▶ **READING TEXT**:
There’s a saying that no plan survives initial contact. 3-gun is known for being a sport where the way you planned it and the way you run it are completely different, but when you throw in the element of darkness things can get a little insane…
Let’s start with what worked. The flashlight strapped to the shotgun with duct tape worked flawlessly, and my lighting solution for the rifle could not have been more ideal. The handgun could have used a touch more illumination, but the light from my hat was more than enough to see what I was doing for the most part.
What failed miserably was the camera equipment. Save for the guys with night vision enabled cameras, no one was getting a good idea of how the action was rolling. Of the four stages I shot, only two were somewhat visible, and even then it turns out that my GoPro wasn’t properly configured. Tonight should be better, as I know what to expect and can rig my equipment better, but its still annoying that I didn’t get the footage I wanted.
So let’s talk about the stages.
Stage 3 was first for me. You needed to pop a pepper popper 50 yards away to open a gate, and then take out eight paper targets before moving downrange. My Surefire Fury lit up the night better than expected and I could see EVERYTHING, but when I ditched my rifle it went too. The second part was grabbing a shotgun and taking out some clay pigeons, which was easy enough. But then we got to the hardest part: the handgun.
The first few targets were easy enough. SOme small steel and paper targets more or less at contact distance. But then they threw in a twist: four rounds on some steel targets about 25 yards away. Since my handgun didn’t have a light on it I was stuck with my headlamp, and while that did a fine job of lighting up the target it didn’t help much telling me where my shots landed. I eventually decided that it was better to take the failure to neutralize than to waste another 30 seconds trying to hit the thing, and based on how some of the pros fumbled at that point I think I made the right decision.
Stage 4 began with a stage gun — an M&P with lights and lasers provided by Crimson Trace. Pop 4 bonus targets, then ground the handgun and grab our shotgun before running into the house. Eight clay pigeons, 4 on either side tucked away into the corners, and then dump the shotgun in a barrel. Finally, draw your handgun and engage eight paper targets.
This stage was tons of fun and shows off just how well my shotgun lighting solution was working. I ran the thing clean, and except for the one clay pigeon that failed to break (and threw off my count) life was good. I probably could have run that handgun a little faster, but I didn’t want to push my luck.
Stage 5 was AWESOME. You started in the doorway of a shoot house with night vision goggles and a PWS full auto AR-15 with IR designator. On the start signal you enter the house and shoot 15 targets from various positions, all in complete darkness (hence the issue with video). Bud despite the blackout the NODs made it look as if it were bright as daylight.
As I came to the end of the stage I had done one reload and had a mostly full magazine, but no targets remaining. I had forgotten to crank the thing over to AUTO for the last one like I planned, and it was all over. Until the RO leaned over and said “I’ve stopped the timer — go ahead and dump it into the dirt.” I then happily proceeded to chug through 20 rounds of ammo on full auto, watching it through night vision goggles. It was an amazing moment.

▶ **GIVEN DATA**:
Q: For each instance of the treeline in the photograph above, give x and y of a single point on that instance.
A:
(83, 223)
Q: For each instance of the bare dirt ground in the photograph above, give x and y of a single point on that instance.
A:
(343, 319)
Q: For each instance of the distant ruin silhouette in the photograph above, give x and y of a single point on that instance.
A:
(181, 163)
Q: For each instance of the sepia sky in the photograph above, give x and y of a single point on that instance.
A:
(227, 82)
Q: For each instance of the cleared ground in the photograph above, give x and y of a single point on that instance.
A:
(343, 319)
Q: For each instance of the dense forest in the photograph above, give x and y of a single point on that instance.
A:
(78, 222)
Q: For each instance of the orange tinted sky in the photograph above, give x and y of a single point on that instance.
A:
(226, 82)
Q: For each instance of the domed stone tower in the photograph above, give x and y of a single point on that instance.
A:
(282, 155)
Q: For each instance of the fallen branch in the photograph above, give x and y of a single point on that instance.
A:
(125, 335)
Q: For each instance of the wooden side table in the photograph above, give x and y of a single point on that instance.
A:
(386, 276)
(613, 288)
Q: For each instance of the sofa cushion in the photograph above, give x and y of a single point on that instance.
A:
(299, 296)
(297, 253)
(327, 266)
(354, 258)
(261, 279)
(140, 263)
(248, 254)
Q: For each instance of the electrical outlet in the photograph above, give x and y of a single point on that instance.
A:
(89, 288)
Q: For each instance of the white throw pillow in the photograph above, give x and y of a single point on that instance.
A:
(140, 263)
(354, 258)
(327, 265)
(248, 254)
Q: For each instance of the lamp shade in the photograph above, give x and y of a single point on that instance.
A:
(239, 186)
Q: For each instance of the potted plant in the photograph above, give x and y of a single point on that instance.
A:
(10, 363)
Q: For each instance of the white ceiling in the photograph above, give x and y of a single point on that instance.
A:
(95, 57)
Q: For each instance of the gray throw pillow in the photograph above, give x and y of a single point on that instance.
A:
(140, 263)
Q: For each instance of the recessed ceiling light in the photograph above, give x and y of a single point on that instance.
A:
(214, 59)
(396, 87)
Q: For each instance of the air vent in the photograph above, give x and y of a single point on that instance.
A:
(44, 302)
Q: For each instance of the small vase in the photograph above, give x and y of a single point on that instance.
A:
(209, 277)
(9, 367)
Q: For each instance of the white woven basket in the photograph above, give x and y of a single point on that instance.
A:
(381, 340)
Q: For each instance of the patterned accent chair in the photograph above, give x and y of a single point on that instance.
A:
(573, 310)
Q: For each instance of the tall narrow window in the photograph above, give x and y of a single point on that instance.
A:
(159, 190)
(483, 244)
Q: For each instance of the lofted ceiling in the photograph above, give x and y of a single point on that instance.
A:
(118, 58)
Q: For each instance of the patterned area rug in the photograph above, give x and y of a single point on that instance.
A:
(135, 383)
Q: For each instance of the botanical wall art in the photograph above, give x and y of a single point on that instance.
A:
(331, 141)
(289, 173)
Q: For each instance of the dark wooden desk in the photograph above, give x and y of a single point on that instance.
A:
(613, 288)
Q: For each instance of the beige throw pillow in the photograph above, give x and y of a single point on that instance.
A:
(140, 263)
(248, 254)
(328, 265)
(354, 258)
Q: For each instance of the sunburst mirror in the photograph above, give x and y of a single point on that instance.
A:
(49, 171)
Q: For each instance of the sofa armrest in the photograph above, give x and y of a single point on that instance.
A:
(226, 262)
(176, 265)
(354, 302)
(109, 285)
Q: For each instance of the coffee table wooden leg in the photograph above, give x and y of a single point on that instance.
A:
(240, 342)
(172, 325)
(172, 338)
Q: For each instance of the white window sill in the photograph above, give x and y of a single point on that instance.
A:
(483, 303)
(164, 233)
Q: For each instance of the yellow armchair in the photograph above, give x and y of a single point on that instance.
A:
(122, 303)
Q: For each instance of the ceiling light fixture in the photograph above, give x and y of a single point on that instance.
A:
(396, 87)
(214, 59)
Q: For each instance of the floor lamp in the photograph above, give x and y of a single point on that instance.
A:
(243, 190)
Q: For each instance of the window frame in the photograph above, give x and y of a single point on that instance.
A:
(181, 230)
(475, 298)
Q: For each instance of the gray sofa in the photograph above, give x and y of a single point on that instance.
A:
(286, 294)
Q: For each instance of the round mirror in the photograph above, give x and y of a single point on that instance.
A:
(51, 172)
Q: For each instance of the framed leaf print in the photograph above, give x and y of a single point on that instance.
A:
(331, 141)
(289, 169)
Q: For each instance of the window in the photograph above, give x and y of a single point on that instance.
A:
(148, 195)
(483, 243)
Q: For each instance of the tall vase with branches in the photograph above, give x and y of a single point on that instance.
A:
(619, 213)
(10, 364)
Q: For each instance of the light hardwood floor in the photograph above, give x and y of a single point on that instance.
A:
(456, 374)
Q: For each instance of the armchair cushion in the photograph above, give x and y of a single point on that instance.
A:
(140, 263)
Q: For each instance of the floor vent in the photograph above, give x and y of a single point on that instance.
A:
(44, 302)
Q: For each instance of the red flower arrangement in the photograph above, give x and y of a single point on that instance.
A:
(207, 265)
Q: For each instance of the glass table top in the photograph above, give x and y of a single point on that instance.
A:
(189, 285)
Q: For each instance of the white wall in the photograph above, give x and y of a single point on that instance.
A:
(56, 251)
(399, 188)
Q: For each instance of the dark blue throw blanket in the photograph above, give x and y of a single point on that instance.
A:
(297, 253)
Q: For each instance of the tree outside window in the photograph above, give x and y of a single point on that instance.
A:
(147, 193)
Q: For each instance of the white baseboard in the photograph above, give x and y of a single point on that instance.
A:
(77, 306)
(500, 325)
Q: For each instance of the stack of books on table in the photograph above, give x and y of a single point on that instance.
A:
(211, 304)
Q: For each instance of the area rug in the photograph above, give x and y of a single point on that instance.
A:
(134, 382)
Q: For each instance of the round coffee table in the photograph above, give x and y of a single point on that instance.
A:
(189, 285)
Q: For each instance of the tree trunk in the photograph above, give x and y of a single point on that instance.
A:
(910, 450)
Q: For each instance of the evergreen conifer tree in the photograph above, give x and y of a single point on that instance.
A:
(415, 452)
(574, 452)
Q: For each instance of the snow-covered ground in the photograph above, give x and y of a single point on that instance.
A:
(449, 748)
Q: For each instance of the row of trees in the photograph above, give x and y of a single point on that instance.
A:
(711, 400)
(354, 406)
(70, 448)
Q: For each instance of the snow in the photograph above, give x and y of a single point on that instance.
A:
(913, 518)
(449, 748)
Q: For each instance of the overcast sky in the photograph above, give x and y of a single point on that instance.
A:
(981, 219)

▶ **WRITTEN INSTRUCTION 1**: Summarize the night match account in two sentences.
▶ **WRITTEN INSTRUCTION 2**: Lay out as a numbered list the lines of the entries from the one containing "Q: For each instance of the row" through the end of the entries, both included. Leave out any blank lines.

▶ **FULL SOLUTION 1**: At the night 3-gun match, the lighting setups on the shotgun and rifle worked well, but the camera equipment failed to capture usable footage. Among the stages described, the 25-yard steel targets for the handgun on Stage 3 proved hardest, Stage 4 was run clean, and Stage 5, shot with night vision goggles and a full-auto AR-15, ended with 20 rounds fired on full auto into the dirt.

▶ **FULL SOLUTION 2**:
1. Q: For each instance of the row of trees in the photograph above, give x and y of a single point on that instance.
2. A:
3. (711, 400)
4. (354, 406)
5. (70, 448)
6. Q: For each instance of the snow in the photograph above, give x and y of a single point on that instance.
7. A:
8. (913, 518)
9. (449, 748)
10. Q: For each instance of the overcast sky in the photograph above, give x and y of a single point on that instance.
11. A:
12. (981, 219)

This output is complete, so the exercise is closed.